■ What is required ■
Please copy the last part of the entries exactly: the line that has "negative clicks: (455, 196)" and every line up to and including the end, nothing more.

- - -

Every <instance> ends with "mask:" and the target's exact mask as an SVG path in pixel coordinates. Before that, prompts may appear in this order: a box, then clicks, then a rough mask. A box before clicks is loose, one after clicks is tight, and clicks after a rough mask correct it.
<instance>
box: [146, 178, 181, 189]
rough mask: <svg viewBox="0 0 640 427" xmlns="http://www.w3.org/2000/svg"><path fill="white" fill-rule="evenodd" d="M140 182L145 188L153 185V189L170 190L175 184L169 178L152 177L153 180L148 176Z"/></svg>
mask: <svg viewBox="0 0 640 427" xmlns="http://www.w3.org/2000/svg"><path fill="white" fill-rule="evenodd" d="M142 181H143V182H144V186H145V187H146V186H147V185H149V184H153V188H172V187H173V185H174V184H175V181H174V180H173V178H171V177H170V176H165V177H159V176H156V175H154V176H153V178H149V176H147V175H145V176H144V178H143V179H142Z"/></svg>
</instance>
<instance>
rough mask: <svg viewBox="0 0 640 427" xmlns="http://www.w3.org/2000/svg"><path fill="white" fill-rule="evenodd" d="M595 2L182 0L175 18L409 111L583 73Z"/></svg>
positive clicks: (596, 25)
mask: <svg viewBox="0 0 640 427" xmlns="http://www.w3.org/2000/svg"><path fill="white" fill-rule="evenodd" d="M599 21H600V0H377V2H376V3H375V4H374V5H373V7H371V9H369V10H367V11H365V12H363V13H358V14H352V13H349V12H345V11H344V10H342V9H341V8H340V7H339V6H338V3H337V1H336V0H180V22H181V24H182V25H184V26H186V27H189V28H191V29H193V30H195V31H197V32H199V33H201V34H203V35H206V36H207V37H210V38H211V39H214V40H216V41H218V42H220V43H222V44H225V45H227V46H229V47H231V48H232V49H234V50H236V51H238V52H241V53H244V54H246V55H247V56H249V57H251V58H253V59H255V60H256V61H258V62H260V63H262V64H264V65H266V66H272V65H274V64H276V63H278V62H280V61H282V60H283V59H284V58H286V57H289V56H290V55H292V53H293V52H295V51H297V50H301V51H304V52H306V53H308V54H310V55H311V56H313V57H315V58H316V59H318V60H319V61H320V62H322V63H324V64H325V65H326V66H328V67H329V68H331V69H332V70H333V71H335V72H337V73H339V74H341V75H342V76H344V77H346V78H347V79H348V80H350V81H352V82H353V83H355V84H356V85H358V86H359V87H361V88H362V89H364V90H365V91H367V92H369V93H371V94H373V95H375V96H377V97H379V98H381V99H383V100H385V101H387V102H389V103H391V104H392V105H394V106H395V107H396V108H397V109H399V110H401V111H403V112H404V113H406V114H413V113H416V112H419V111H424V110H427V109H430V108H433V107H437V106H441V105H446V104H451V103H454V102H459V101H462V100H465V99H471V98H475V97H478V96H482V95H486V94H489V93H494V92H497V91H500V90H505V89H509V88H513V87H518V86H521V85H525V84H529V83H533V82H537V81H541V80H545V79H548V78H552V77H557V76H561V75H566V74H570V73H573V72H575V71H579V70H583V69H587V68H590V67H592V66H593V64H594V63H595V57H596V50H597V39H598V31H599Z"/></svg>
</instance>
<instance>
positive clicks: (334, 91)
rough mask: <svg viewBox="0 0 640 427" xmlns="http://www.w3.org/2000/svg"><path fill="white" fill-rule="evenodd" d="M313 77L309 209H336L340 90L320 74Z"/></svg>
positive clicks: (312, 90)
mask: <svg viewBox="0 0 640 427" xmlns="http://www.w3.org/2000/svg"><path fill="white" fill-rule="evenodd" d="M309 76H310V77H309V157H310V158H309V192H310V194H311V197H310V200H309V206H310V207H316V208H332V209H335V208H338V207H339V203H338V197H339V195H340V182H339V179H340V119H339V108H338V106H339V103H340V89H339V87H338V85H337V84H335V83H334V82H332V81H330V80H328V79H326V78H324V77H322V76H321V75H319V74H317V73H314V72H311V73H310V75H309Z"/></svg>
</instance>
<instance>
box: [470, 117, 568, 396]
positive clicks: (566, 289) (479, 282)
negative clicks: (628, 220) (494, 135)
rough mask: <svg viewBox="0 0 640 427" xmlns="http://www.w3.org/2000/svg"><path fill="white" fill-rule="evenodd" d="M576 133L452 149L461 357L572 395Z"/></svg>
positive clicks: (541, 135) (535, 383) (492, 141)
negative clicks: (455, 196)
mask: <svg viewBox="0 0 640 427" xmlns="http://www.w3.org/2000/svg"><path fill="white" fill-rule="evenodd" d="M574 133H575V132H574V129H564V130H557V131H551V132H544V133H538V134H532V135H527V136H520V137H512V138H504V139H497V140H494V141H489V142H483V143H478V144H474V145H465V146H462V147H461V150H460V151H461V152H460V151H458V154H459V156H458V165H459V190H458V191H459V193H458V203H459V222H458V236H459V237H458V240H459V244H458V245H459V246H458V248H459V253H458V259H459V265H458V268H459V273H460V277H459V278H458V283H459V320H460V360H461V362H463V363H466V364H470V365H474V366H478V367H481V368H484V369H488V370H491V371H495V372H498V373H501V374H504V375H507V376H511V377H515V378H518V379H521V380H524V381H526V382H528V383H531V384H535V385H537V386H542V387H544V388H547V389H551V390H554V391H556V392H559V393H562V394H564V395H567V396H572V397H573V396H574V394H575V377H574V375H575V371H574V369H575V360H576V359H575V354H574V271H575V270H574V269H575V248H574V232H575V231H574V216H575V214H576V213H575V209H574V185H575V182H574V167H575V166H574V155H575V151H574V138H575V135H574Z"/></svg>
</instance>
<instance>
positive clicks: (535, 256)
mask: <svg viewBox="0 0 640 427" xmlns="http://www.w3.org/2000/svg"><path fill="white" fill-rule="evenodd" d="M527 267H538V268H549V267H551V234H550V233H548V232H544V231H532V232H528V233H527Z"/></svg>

- - -

■ Reply ■
negative clicks: (455, 196)
mask: <svg viewBox="0 0 640 427" xmlns="http://www.w3.org/2000/svg"><path fill="white" fill-rule="evenodd" d="M574 133H575V132H574V129H564V130H557V131H551V132H544V133H538V134H532V135H527V136H520V137H512V138H504V139H497V140H494V141H489V142H483V143H478V144H474V145H465V146H462V147H461V150H460V151H461V152H460V151H458V154H459V156H458V165H459V190H458V191H459V193H458V203H459V222H458V236H459V237H458V240H459V244H458V245H459V246H458V248H459V253H458V259H459V265H458V268H459V273H460V277H459V278H458V283H459V320H460V360H461V362H463V363H466V364H470V365H474V366H478V367H481V368H484V369H488V370H491V371H495V372H498V373H501V374H504V375H507V376H511V377H515V378H518V379H521V380H524V381H526V382H528V383H531V384H535V385H537V386H542V387H544V388H547V389H551V390H554V391H556V392H559V393H562V394H564V395H567V396H572V397H573V396H574V394H575V377H574V375H575V371H574V369H575V360H576V359H575V354H574V271H575V270H574V269H575V248H574V232H575V231H574V216H575V214H576V213H575V209H574V185H575V182H574V167H575V166H574V155H575V151H574V138H575V135H574Z"/></svg>
</instance>
<instance>
positive clicks: (535, 256)
mask: <svg viewBox="0 0 640 427" xmlns="http://www.w3.org/2000/svg"><path fill="white" fill-rule="evenodd" d="M527 267H538V268H549V267H551V234H550V233H548V232H544V231H532V232H528V233H527Z"/></svg>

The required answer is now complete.